YOUR OBJECTIVE »
Reprint every entry, character for character.

PROVIDED INFORMATION »
※

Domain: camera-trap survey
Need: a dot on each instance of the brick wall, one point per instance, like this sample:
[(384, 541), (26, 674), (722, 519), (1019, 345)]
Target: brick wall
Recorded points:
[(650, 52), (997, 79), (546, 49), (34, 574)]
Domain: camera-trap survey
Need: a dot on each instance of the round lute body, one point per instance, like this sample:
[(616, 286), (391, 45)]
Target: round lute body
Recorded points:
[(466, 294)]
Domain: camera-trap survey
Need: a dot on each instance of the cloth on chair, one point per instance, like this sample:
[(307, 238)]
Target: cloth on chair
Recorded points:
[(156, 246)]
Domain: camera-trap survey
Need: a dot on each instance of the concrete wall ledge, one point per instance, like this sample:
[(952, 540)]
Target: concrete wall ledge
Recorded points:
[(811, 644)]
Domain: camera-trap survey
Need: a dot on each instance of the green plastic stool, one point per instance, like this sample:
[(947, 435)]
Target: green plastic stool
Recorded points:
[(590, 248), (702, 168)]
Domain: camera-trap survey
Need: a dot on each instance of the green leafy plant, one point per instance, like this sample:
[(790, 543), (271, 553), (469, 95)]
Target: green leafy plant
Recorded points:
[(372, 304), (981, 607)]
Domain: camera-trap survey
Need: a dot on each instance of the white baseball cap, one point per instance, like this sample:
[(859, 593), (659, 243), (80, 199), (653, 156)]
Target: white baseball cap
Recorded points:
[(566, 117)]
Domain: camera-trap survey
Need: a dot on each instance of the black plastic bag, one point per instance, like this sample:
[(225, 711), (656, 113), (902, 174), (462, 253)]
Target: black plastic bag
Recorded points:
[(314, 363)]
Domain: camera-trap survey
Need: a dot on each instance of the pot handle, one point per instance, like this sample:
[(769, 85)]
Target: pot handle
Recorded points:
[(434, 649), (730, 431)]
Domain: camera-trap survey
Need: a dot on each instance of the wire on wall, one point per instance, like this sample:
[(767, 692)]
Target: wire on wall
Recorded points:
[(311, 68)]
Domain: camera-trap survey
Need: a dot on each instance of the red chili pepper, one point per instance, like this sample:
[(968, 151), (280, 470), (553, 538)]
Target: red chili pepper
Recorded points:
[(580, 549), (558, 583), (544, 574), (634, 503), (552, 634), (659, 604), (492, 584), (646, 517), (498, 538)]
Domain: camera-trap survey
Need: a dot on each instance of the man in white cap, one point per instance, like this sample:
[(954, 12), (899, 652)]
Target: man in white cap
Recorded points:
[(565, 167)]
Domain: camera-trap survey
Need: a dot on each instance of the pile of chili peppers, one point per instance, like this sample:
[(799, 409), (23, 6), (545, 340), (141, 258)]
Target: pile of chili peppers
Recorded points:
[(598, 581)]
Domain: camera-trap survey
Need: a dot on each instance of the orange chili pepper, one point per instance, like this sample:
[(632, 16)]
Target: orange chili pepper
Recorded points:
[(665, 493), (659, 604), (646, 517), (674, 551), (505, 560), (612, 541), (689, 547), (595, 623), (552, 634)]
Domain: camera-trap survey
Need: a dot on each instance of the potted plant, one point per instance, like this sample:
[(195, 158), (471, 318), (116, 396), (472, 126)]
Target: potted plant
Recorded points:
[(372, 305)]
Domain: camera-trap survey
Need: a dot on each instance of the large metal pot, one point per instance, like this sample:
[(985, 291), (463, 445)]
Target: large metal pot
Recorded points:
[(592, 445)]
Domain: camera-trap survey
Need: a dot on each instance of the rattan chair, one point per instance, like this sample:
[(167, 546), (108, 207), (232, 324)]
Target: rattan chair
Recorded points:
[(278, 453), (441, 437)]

※

SOLUTION FOR THIS EXERCISE »
Domain: camera-trap survey
Need: a dot on each instance of the brick wall, one point per instance, like this sample:
[(384, 541), (26, 674), (722, 519), (1019, 345)]
Target: brick wall
Recorded points:
[(650, 52), (997, 79), (546, 49), (34, 574)]
Domain: camera-trap survey
Need: a dot on each instance of the round lute body, one point per instance, like this sample:
[(616, 286), (391, 45)]
Target: round lute body
Recorded points:
[(466, 294)]
Domain: camera-trap survey
Need: a dot on each instance of the cloth on chair, one point per instance, like this sample:
[(307, 238)]
Target: cloth on chair
Recorded points:
[(156, 246)]
Domain: camera-trap survey
Need: a dot on each instance of the concrete wall ledge, one point per instance, like this sample:
[(952, 540)]
Target: concrete wall ledge
Recorded points:
[(811, 644)]
Domain: camera-trap survey
Need: a dot on each instance of the green plastic stool, one point per instance, like this sample:
[(947, 435)]
Target: green plastic stool
Recorded points:
[(590, 248), (702, 168)]
Domain: camera-trap survey
Need: a dot on each instance of the green leafy plant, one point per instance, like this sample:
[(790, 543), (271, 553), (469, 95)]
Target: green leafy plant
Recorded points:
[(372, 304), (981, 607)]
Domain: camera-trap survey
Need: a dot on each instance of the white baseball cap, one point per instance, like this sample:
[(859, 593), (659, 243), (80, 199), (653, 156)]
Target: white baseball cap
Recorded points:
[(566, 117)]
Domain: camera-trap survey
Need: a dot on each instance of the black plastic bag, one point per instance, like this sample:
[(225, 711), (656, 113), (902, 174), (462, 253)]
Target: black plastic bag
Recorded points:
[(314, 363)]
Domain: camera-trap survey
Need: a dot on each instance of the pot handle, one point per instance, like this sample:
[(769, 85)]
Target: pot handle
Recorded points:
[(434, 649), (730, 431)]
Domain: camera-trap survey
Need: a dot on each instance of the wire on wall, one point per instance, like this sample:
[(767, 692)]
Target: wire on wall
Recorded points:
[(311, 68)]
Domain: camera-trap survey
Need: a dot on each instance of the red chili pepper, one point per instance, like this sample:
[(968, 151), (280, 470), (553, 538)]
Target: red chili pepper
Recorded points:
[(580, 549), (558, 583), (544, 574), (634, 503), (552, 634), (659, 604), (492, 584), (646, 517), (498, 538)]
Domain: camera-trap survey
Need: a dot on each instance of the man in white cap, one point per instance, like this sample:
[(954, 12), (899, 652)]
Target: man in white cap
Recorded points:
[(565, 167)]
Domain: camera-trap survey
Need: a dot on each instance of the pile of chili peppers, one point per instance, like this sample:
[(799, 409), (23, 6), (545, 340), (141, 258)]
Target: pile of chili peppers
Recorded points:
[(598, 581)]
Domain: camera-trap survey
Need: a dot on each instance of the orange chili pepper, one point per instance, like this sample:
[(632, 16)]
Target: orange chili pepper
Recorded points:
[(665, 493), (659, 604), (646, 517), (674, 551), (505, 560), (612, 541), (689, 547), (595, 623), (552, 634)]
Domain: camera-trap survey
Need: a dot on each instance of the potted plant, one point per instance, like this sample:
[(195, 158), (471, 318), (116, 396), (472, 126)]
Target: potted plant
Recorded points:
[(372, 305)]
Domain: camera-trap survey
Need: a dot on each instance of the large metal pot, one point per instance, like this sample:
[(985, 291), (463, 445)]
Target: large metal pot
Recorded points:
[(592, 445)]
Domain: camera-trap survey
Need: a dot on each instance of the rattan chair, one point per instance, like this sample:
[(167, 546), (108, 207), (232, 324)]
Target: rattan chair
Recorded points:
[(278, 453), (441, 437)]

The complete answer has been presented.